Mr Chairman, the United States has additional follow-up questions for India that we would like to submit rather than provide orally. We look forward to receiving full responses to all of our questions from the Indian government within the requisite month following this TPR.

Additional follow-up questions

US FQ 7:

(on US 22)

Report by the Secretariat (WT/TPR/S/249): II. TRADE POLICY REGIME: FRAMEWORK AND OBJECTIVES :(4) Investment Regime:(ii) Foreign investment regime: Page 33, Paragraph 40:

India's Jawaharlal Nehru National Solar Mission (JNNSM) appears to condition investment in certain solar projects on what the JNNSM guidelines call "domestic content requirements," which require that certain solar equipment used by developers in such projects be manufactured in India, i.e., of domestic (Indian) origin. How does India view these requirements in light of its obligation under Article 2 of the TRIMS Agreement and the Illustrative List thereto?

Reply: The "domestic content requirements" in India's Jawaharlal Nehru National Solar Mission (JNNSM) is not inconsistent with India's obligation under Article 2 of the TRIMS Agreement and the Illustrative List thereto.

U.S. Follow-Up Question: The "domestic content requirements" require that investors use certain domestically-manufactured solar equipment in order to be eligible to develop solar projects under the JNNSM. In this light, please explain how these domestic content requirements are not "mandatory" measures that must be complied with to obtain an advantage, and that require the purchase of domestic products, as set out in the Illustrative List of the TRIMS Agreement.

Reply: The immediate aim of the JNNSM is to focus on setting up an enabling environment for solar technology penetration in the country both at a centralized and de-centralized level. GATT Article III:8(a) permits exemption from national treatment principle in respect of procurement by governmental agencies of products for specified purposes and therefore the programme is not inconsistent with the provisions of Article 2 of TRIMS. In India's views the domestic content requirement is not with a view to obtain an advantage and is therefore not covered by the illustrative list of TRIMS.

US FQ 8:

(on US 24)

Report by the Secretariat (WT/TPR/S/249):III. TRADE POLICIES AND PRACTICES BY MEASURE: (1) Introduction: Page 36, Paragraph 6:

The United States understands that the Government of India's Department of Information Technology draft procurement guidelines for preferential market access imposes purchasing requirements not only on government agencies, but also on central government licensees. If the guidelines are adopted, they would establish a 30 percent preference for the procurement of domestically produced electronics. The April 2011 TRAI recommendations on domestic telecom equipment manufacturing impose similar obligations on licensees and characterize their purchases as government procurement. Could India please clarify how these preference regimes for domestic purchases carried out by private sector enterprises that are licensed by the government qualify as "products purchased for governmental purposes" so as to constitute government procurement under the terms of GATT Article III:8(a)?

Reply: The draft guidelines of Department of Information Technology are under the consideration of the Central Government and policy decision is yet to be taken. Similarly the TRAI recommendations on telecom equipment manufacturing policy are under consideration by the Central Government and the policy has not yet been formulated. It may be premature to comment on the compatibility with GATT Article III.8(a) of a recommendation.

§ Entries shown:
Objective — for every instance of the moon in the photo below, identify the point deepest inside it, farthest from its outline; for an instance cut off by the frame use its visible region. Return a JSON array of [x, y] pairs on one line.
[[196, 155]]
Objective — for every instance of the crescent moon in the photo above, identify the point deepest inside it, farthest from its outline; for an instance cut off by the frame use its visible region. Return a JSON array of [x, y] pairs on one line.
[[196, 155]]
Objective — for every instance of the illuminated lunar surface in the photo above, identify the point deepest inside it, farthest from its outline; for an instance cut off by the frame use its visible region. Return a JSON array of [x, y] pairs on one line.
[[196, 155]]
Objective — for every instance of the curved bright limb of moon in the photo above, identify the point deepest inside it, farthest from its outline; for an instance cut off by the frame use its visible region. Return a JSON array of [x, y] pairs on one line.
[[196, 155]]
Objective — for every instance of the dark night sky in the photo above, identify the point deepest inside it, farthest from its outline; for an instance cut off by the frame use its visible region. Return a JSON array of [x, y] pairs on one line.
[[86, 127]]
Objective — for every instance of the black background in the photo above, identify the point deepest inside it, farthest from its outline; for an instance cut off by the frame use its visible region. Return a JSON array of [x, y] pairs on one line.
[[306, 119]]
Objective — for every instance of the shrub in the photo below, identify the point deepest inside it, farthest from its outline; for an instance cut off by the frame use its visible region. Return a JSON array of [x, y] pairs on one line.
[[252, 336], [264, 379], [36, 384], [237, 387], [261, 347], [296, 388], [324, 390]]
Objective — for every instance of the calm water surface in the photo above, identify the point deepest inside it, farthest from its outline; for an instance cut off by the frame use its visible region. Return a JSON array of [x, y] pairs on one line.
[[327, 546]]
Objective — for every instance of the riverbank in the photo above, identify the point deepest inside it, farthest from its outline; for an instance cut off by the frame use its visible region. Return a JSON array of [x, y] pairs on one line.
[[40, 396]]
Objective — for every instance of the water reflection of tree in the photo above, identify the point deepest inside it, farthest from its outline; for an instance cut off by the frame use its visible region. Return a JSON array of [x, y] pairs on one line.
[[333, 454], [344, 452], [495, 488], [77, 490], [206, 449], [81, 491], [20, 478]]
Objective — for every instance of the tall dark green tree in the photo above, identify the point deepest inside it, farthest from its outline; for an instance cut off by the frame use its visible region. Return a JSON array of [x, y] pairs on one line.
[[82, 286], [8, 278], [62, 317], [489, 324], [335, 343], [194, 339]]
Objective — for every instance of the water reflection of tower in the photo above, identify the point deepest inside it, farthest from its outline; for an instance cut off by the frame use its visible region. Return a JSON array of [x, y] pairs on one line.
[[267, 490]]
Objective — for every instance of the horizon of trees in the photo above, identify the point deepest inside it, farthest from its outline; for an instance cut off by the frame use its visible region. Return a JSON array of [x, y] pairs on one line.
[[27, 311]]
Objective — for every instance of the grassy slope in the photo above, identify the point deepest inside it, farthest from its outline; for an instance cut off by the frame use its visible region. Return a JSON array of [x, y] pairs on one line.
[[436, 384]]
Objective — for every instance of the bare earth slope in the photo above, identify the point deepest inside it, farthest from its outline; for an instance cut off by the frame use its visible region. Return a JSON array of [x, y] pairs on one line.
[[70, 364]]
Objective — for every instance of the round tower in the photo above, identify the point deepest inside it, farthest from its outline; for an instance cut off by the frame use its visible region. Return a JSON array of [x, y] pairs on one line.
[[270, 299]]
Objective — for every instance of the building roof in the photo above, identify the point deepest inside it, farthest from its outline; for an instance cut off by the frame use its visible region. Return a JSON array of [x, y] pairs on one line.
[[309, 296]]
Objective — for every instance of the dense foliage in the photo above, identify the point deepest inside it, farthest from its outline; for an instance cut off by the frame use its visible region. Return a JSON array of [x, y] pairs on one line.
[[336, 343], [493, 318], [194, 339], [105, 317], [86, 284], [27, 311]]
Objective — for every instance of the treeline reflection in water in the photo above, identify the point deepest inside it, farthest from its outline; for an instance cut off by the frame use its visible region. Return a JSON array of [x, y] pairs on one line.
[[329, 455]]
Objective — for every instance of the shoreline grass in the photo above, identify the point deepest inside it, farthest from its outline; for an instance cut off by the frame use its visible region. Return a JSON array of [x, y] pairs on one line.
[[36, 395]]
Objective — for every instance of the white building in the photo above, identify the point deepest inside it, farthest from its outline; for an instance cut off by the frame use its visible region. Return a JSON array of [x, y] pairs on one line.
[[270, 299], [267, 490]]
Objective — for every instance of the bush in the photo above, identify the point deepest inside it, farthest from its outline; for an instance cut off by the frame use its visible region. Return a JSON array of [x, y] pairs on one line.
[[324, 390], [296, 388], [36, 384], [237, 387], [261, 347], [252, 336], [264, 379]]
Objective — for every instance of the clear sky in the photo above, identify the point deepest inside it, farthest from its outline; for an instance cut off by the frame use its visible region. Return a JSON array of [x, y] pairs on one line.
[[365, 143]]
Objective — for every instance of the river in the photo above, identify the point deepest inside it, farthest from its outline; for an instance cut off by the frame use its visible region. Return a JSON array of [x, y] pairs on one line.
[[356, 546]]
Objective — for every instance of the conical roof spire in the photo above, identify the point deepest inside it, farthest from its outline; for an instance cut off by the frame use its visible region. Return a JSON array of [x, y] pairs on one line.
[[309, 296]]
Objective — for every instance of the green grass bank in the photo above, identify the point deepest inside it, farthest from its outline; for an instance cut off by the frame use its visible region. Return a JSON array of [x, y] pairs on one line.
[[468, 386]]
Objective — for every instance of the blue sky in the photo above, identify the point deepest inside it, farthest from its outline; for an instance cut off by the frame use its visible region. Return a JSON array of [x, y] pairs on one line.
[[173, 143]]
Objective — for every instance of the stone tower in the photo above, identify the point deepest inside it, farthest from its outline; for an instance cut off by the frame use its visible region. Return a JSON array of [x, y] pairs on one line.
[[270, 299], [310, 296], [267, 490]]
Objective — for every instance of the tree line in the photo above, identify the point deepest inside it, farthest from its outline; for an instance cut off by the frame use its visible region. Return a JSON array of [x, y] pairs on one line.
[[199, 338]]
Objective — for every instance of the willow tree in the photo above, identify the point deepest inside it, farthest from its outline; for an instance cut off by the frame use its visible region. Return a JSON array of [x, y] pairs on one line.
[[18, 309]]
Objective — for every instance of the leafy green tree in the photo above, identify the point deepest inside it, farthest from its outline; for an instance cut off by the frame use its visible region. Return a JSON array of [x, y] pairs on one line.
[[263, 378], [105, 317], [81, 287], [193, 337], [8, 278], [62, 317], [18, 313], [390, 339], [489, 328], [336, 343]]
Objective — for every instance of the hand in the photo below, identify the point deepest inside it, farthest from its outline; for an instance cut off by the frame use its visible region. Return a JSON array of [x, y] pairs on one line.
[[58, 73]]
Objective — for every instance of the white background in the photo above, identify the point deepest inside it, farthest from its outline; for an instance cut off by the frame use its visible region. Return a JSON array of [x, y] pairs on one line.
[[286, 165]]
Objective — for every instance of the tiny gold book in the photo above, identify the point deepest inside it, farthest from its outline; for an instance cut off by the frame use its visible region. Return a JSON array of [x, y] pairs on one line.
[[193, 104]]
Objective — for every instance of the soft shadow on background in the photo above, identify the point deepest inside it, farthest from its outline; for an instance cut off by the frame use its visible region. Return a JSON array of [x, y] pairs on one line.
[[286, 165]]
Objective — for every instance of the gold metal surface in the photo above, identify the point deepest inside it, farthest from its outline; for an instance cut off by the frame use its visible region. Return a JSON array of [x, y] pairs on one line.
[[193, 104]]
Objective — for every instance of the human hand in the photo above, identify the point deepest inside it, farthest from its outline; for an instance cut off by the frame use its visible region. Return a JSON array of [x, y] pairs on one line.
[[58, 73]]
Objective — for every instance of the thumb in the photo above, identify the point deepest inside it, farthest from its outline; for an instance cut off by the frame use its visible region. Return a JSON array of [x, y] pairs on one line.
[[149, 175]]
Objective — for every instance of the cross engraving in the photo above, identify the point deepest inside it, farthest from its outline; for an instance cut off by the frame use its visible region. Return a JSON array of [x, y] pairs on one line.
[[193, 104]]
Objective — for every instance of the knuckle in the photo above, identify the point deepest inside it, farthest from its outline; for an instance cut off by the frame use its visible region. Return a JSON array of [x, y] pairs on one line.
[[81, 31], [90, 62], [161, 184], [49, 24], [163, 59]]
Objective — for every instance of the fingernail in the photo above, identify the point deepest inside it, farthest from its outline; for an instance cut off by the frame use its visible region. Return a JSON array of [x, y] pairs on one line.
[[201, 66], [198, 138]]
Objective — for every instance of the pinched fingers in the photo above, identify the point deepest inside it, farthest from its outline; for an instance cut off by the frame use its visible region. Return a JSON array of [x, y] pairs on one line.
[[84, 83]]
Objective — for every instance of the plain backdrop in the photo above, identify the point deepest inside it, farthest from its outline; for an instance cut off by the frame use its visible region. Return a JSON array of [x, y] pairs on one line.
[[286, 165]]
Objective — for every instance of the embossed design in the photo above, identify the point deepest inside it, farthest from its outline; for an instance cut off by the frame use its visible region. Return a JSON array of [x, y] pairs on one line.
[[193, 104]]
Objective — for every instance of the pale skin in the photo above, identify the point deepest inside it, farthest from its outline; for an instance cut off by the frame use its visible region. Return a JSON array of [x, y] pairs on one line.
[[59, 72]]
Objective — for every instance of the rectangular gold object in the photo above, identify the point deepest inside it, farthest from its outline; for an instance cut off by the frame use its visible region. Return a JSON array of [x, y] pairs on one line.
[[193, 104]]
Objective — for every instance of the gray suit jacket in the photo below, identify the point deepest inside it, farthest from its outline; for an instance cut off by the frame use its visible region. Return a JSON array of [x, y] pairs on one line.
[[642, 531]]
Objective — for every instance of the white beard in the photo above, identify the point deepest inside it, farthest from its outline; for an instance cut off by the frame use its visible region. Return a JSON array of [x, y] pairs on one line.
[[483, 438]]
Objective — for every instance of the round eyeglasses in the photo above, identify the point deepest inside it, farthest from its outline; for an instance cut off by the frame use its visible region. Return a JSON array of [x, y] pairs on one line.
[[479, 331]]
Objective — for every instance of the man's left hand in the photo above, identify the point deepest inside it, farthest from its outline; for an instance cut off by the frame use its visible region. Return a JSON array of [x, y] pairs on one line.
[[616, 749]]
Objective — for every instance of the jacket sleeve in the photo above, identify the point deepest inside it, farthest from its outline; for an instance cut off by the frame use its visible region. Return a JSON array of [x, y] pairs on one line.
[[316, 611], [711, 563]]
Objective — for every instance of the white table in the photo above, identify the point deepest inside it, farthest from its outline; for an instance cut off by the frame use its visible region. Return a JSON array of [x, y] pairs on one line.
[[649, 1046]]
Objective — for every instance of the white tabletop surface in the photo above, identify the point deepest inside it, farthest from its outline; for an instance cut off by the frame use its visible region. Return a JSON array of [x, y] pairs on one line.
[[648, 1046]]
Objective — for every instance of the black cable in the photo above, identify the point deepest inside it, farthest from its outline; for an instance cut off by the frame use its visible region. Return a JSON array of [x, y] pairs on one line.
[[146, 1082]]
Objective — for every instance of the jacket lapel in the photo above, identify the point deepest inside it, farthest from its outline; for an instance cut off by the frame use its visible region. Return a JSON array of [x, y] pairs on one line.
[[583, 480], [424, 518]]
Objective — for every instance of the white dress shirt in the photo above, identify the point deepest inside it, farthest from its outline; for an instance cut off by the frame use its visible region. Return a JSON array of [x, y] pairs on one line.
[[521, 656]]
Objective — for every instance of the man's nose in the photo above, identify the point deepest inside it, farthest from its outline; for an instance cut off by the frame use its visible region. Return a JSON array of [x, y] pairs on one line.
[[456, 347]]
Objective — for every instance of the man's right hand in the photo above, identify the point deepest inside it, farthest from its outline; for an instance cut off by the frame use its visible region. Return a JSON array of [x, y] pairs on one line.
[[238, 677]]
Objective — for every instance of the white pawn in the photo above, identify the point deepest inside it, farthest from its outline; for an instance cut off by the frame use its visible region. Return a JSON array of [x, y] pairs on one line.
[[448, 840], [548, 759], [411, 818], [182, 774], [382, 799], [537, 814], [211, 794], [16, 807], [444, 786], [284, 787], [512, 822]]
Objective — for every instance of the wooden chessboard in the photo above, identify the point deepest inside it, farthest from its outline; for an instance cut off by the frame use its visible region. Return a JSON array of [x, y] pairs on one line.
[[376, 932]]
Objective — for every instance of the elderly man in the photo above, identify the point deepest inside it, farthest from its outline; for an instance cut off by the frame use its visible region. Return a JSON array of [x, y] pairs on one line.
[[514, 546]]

§ Set problem:
Write what comes next in the text on the U.S. follow-up questions to India, starting after its last reply. The material has no connection to the trade review text.

§ Result:
U.S. Follow-Up Question: Please explain each of the steps that is required before the DIT guidelines and a policy based on the TRAI recommendations would become legally enforceable measures.

Reply: In respect of Government's policy formulation there is generally a process of inter ministerial consultations and thereafter all policy proposals are deliberated in the Union Cabinet.

US FQ 9:

(on US 29)

Report by the Secretariat (WT/TPR/S/249):III. TRADE POLICIES AND PRACTICES BY MEASURE: (2) Measures Directly Affecting Imports: (i) Customs procedures: Page 37, paragraph 13:

The report indicates that under the risk management system (RMS) high risk cargo imported by ACP importers and non-ACP importers is subject to four types of instructions: (a) imports may be discharged without further assessment (i.e. of their classification, rate of duty or valuation) or examination; (b) imports may be cleared with no further assessment but subject to examination; (c) the release of imports requires further assessment but no examination; or (d) imports must be assessed and examined. What percentage of goods falls into category (a)?

Reply: At present 51% of the imports are discharged without assessment and examination.

U.S. Follow-Up Question: Could India explain the distinctions between (b) and (c). What is the basis for an increase in assessment under (c) if there is no examination? What are the percentages of goods which fall into each of the remaining categories, respectively?

Reply: (b) refers to cases where the consignments are subjected to physical examination of goods only without scrutiny of declaration filed. (c) refers to cases where the consignments are subjected only to scrutiny of import declaration without physical examination of goods.

US FQ 10:

(on US 30)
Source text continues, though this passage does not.